▸ **REQUIREMENTS**
Write out the part of the Citigroup settlement passage below that begins with the words "Then, a Judge, how" and ends after "the full article.".
··· PASSAGE SHOWN ···
Then, a Judge, how should be determining the facts and making a ruling, simply “signs off” on the agreements between SEC and the people they are supposed to regulate. In other words, when people should be charged and imprisoned for FRAUD, they aren’t being charged, and the case is swept under the rug by the Regulator for a “fee”. A very symbiotic relationship. Read below. I did not copy the full article.
Judge Jed S. Rakoff of the United States District Courts of the Southern District of New York struck a blow against the Securities and Exchange Commission and in support of the “public interest.” The Securities and Exchange Commission had asked the Court to approve a Consent Judgment between Citigroup and the S.E.C. Judge Rakoff (cutting to the chase) wrote he could not do so: “An application of judicial power that does not rest on facts is worse than mindless, it is inherently dangerous. The injunctive power of the judiciary is not a free-roving remedy to be invoked at the whim of a regulatory agency, even with the consent of the regulated. If its deployment does not rest on facts - cold, hard solid facts, established either by admissions or by trials - it serves no lawful or moral purpose and is simply an engine of oppression.”
Judge Rakoff summarized the lawsuit of U.S. Securities and Exchange Commission vs. Citigroup Global Markets: “According to the S.E.C.’s complaint, after Citigroup realized in early 2007 that the market for mortgage-backed securities was beginning to weaken, Citigroup created a billion-dollar Fund (known as “Class V Funding III”) that allowed it to dump some dubious assets on misinformed investors. This was accomplished by Citigroup’s misrepresenting that the Fund’s assets were attractive investments rigorously selected by an independent investment adviser, whereas in fact Citigroup had arranged to include in the portfolio a substantial percentage of negatively projected assets and had then taken a short position in those very assets it helped select.” There is more, but this gives a sense of Citigroup’s conduct.
The settlement required Citigroup to disgorge its ill-gotten profits and to pay the S.E.C. a $95 million civil penalty. This is pocket change for a bank that makes or loses $10 billion a quarter. Judge Rakoff said as much: “If the allegations are true, this is a very good deal for Citigroup; and, even if they are not true, it is a mild and modest cost of doing business.”
Judge Rakoff’s rejection of the Consent Judgment is in contradiction to past and current practices: the securities firm under investigation (all of the big ones, all of the time) engages in a questionable practice; the SEC investigates; the parties agree to a settlement, the defendant neither “admitting nor denying the allegations of the complaint…” (All quotations are from Judge Rakoff’s Opinion and Order, unless otherwise noted.) The November 29, 2011, Financial Times addressed the context: “Citigroup did not admit or deny wrongdoing - a standard practice for four decades in SEC settlements.”
These side deals are rubber-stamped by the Court even though it “has not been provided with any proven or admitted facts upon which to exercise even a modest degree of independent judgment…. [T]he court has become a mere handmaiden to a settlement privately negotiated on the basis of unknown facts.”
··· MATERIAL PROVIDED ···
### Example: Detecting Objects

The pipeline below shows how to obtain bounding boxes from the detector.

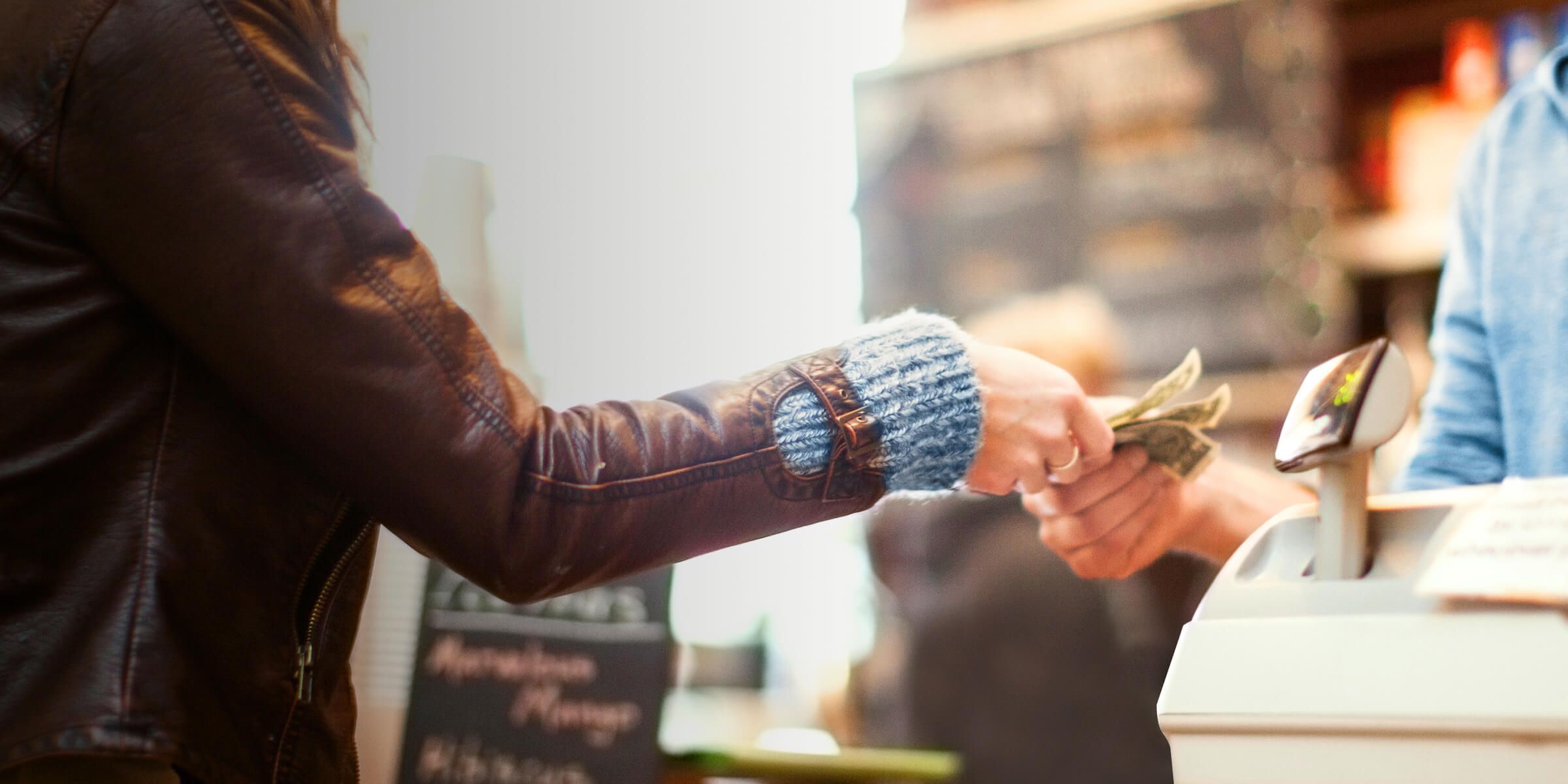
···
▸ **THE RESULT**
Then, a Judge, how should be determining the facts and making a ruling, simply “signs off” on the agreements between SEC and the people they are supposed to regulate. In other words, when people should be charged and imprisoned for FRAUD, they aren’t being charged, and the case is swept under the rug by the Regulator for a “fee”. A very symbiotic relationship. Read below. I did not copy the full article.